> **TASK LIST**
(1) Transcribe the passage of the forum thread starting with "Reactions: Like 2" and going on through "of the marines.".
(2) Please answer these questions from the forum thread:
(a) Which two figures does a quoted post say were called the legends of the marines?
(b) Whose feats and hype does Ezekjuninor call far superior?
(c) On what date did Nikseng post?

> **PAGE TEXT**
## Start

Reactions: Like 2 | Agree 2 | Tier Specialist 4


----------



## Nikseng (Mar 14, 2021)

TheRealSJ said:


> Top right panel.
> The guy was the fleet admiral from Roger's era smh. He's the only marine confirmed to have conqueror's haki. Both Sengoku and Garp were called the legends of the marines.


That doesn't make you Roger level. Besides, Garp was also portrayed to be a bit ahead of him.


----------



## Ezekjuninor (Mar 14, 2021)

TheRealSJ said:


> On a serious note, Sengoku probably extreme diffs considering he has been put on the same level as Roger, Whitebeard and Garp


This has never happened
Anyways Kaidou has far superior feats and hype.

Reactions: Like 1 | Agree 1


----------



## TheRealSJ (Mar 14, 2021)

Ezekjuninor said:


> This has never happened
> Anyways Kaidou has far superior feats and hype.


Always nice when you completely ignore my post above. Don't bother replying to me

Reactions: Like 1


----------



## TheRealSJ (Mar 14, 2021)

Nikseng said:


> That doesn't make you Roger level. Besides, Garp was also portrayed to be a bit ahead of him.


Show the "potrayal" that garp was above him? Also even if he was, he was used in the same heartbeat as Garp by Roger and Roger even implied he would have a great fight with him too.


----------



## Nikseng (Mar 14, 2021)

## End

> **RECORDED DATA**

## Start

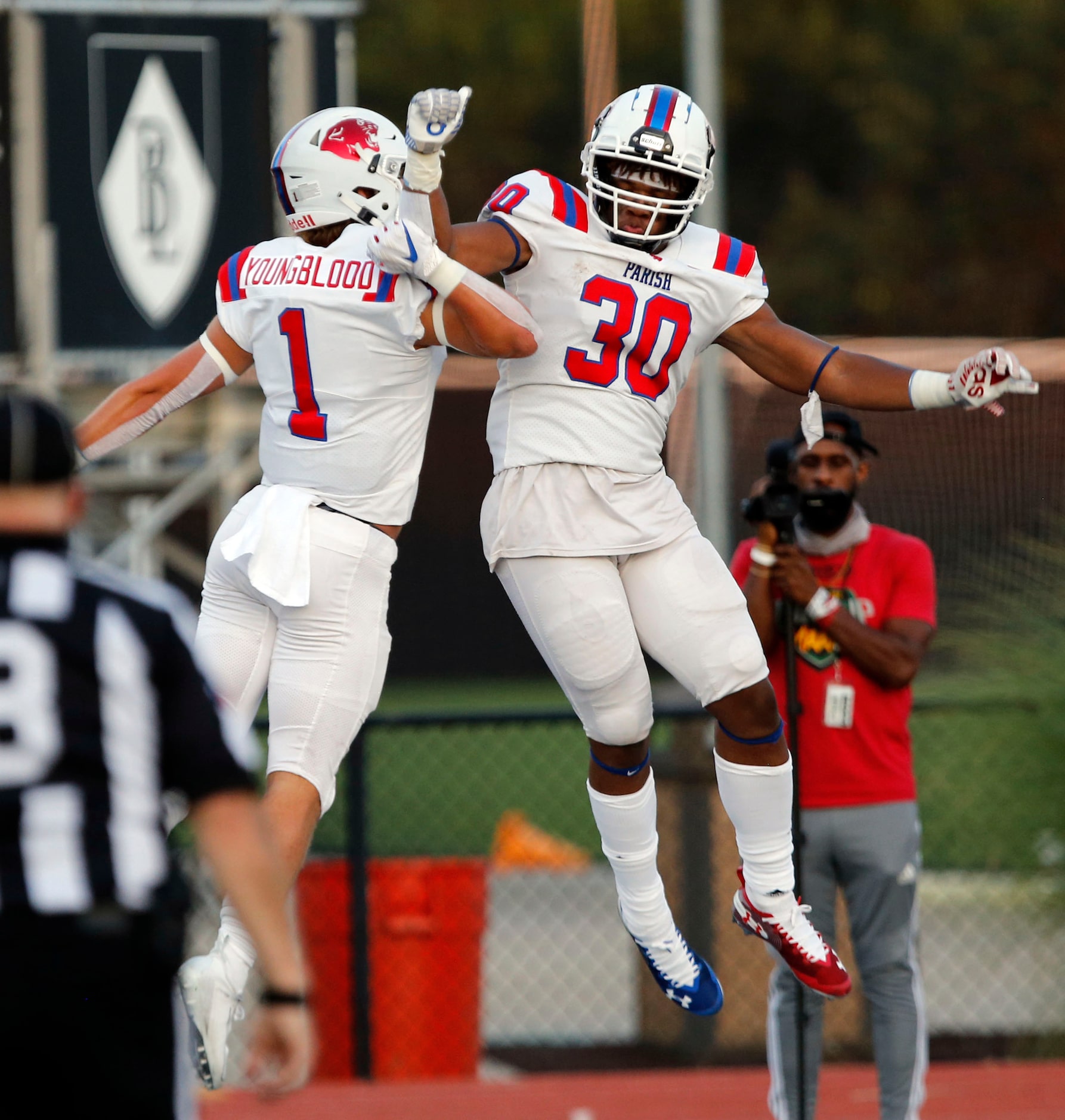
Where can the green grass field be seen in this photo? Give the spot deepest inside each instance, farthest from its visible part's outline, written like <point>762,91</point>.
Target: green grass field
<point>991,775</point>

## End

> **TASK ANSWERS**
(1)
Reactions: Like 2 | Agree 2 | Tier Specialist 4


----------



## Nikseng (Mar 14, 2021)

TheRealSJ said:


> Top right panel.
> The guy was the fleet admiral from Roger's era smh. He's the only marine confirmed to have conqueror's haki. Both Sengoku and Garp were called the legends of the marines.

(2)
(a) Sengoku and Garp
(b) Kaidou's
(c) Mar 14, 2021